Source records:
● ● ●

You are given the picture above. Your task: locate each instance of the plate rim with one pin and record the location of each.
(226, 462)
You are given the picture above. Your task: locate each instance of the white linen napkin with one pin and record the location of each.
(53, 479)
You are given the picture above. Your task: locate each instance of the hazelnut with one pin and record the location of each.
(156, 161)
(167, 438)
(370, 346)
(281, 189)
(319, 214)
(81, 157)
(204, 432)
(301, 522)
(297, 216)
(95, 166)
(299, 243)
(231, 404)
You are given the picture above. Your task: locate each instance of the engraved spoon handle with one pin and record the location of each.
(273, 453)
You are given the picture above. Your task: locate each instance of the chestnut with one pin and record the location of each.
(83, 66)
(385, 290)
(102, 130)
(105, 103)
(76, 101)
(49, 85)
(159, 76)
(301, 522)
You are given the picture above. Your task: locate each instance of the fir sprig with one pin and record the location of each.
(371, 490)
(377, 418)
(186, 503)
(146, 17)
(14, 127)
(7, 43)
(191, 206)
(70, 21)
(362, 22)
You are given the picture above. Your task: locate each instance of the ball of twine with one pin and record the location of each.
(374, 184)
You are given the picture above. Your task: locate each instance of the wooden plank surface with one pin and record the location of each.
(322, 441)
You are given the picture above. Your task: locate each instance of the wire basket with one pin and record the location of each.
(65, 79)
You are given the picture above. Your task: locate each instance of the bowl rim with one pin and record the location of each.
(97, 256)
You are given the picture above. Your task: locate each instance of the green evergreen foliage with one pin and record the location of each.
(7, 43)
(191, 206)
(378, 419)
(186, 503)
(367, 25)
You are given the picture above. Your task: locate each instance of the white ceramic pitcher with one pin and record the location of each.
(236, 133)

● ● ●

* **OBJECTIVE**: Reproduce all of the entries above, word for word and line for line, without changing anything.

* **REPLY**:
You are given the picture above. Your task: locate each instance of the plate rim with one pin and record the location of each.
(226, 462)
You are given the picture above. Your task: locate each instance of the white linen napkin with one pin and record the location of each.
(53, 479)
You are given the picture above. Your task: locate each instance of the hazelnut with one pin and record the location of each.
(156, 161)
(167, 438)
(370, 346)
(281, 189)
(319, 214)
(81, 157)
(204, 432)
(301, 522)
(297, 216)
(95, 166)
(299, 243)
(231, 404)
You are given the picture above. Your task: locate each instance of the engraved spoon handle with one pin and record the location of each.
(273, 453)
You are given the picture above. Your task: locate each instance of the chestnut with one pin and record the location of each.
(83, 66)
(385, 290)
(102, 130)
(105, 103)
(76, 101)
(49, 85)
(159, 76)
(301, 522)
You are given the picture above. Your task: locate each instance of the fir sprig with one pin and record the location of each.
(371, 490)
(377, 418)
(186, 503)
(146, 17)
(14, 127)
(7, 43)
(191, 206)
(70, 21)
(362, 22)
You are given the picture above. Your task: locate each instance of the ball of twine with one pin and record the location of each.
(374, 184)
You are given the picture above. Your task: locate each instance of the wooden plank surface with one pin and record the location of each.
(322, 441)
You are given the picture above. Your task: locate each instance of the wire basket with one pin and record the location of each.
(65, 79)
You are given the picture above. Your task: locate each instance of the bowl rim with one pin and record the location of each.
(97, 256)
You are given the picture above. Your task: locate each instance of the green evergreen foliage with one pin and record the location of each.
(7, 43)
(191, 206)
(378, 419)
(186, 503)
(367, 25)
You are given the picture above. Your task: locate each instance of the white ceramic pitcher with one pin and record the location of each.
(236, 133)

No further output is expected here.